§ **WRITTEN TASK**
Reproduce the entries starting with the line that contains "man in white" and going on through the end of the entries, requests included. Multiply every point coordinate in the answers by 1.4 and round it to a whole number, with halves rounded up, and give only those lines.

§ **GIVEN DATA**
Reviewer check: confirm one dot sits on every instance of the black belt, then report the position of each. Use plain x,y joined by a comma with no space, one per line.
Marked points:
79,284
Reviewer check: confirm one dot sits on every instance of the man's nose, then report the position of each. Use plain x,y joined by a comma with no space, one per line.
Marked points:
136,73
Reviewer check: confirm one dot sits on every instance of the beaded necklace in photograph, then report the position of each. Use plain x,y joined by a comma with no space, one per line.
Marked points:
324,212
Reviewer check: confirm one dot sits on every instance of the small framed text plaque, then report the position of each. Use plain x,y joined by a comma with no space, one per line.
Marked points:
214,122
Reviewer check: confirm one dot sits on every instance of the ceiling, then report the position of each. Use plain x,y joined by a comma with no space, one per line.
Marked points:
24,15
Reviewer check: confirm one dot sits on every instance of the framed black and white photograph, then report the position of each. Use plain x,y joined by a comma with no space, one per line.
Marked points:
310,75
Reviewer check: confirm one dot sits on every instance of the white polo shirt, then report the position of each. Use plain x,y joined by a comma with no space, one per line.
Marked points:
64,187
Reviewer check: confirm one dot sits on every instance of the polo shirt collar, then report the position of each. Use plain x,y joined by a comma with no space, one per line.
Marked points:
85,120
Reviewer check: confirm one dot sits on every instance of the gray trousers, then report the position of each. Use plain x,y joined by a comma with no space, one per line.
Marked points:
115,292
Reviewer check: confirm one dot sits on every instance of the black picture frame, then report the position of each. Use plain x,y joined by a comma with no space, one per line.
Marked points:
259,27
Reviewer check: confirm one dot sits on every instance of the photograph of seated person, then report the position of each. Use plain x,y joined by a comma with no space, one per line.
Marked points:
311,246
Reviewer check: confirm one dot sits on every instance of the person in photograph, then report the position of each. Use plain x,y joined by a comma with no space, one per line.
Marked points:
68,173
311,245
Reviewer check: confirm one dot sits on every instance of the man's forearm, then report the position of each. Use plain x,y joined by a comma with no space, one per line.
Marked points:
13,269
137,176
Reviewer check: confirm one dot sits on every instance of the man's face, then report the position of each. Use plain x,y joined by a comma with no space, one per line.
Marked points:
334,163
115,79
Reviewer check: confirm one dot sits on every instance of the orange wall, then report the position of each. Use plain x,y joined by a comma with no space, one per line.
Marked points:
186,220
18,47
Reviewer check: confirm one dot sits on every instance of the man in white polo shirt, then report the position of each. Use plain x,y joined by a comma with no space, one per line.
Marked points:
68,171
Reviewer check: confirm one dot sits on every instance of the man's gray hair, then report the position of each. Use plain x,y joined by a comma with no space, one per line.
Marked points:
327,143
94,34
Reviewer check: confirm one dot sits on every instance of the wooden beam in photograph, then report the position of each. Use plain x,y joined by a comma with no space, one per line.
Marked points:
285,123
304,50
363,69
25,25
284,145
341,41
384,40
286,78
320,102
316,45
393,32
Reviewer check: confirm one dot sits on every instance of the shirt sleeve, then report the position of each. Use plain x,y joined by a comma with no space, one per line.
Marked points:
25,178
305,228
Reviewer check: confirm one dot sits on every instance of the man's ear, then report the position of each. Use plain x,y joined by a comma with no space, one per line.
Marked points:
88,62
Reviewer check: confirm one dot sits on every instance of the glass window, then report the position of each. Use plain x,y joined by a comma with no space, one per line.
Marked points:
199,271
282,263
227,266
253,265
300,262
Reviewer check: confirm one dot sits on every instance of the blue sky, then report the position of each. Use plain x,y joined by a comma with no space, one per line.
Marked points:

§ **ANSWER TO THE PROBLEM**
Reviewer check: confirm one dot sits on every instance of the man in white polo shirt, then report the position of each. Use plain x,y joined by a comma with no space, one per line.
Marked points:
95,239
Reviewer check: confirm one dot sits on every instance of the man's gray hair, then report the position of each. Use plain x,y joined by a comma with no space, one per line.
Marked points:
458,200
132,48
Reviewer check: confirm one dot sits on every instance of the wooden beam in photograph, then report the position of each. Use plain x,y joined by a comma with no space, one per line.
Marked points:
399,172
426,70
508,97
35,35
398,203
477,57
538,56
400,109
448,143
442,63
550,45
Reviewer check: confirm one dot sits on every instance of the shirt sleeve, then report the position of each. Use plain x,y joined by a comma with no space, one per line.
Marked points:
35,249
427,319
Reviewer check: confirm one dot sits on every instance of the man's ear, then report the position of each. Use plain x,y joined by a comma with no space, one per line.
Marked points:
123,87
Reviewer check: confirm one dot sits on every instance of the glass window, then report the position of each. Use plain x,y joined by a comma with no space, one per line.
Marked points:
279,379
395,368
318,372
354,371
420,367
Reviewer check: confirm one dot sits on every instance of the blue sky, then report the position of each. Use plain x,y joined by a comma with no space, one per line.
Marked points:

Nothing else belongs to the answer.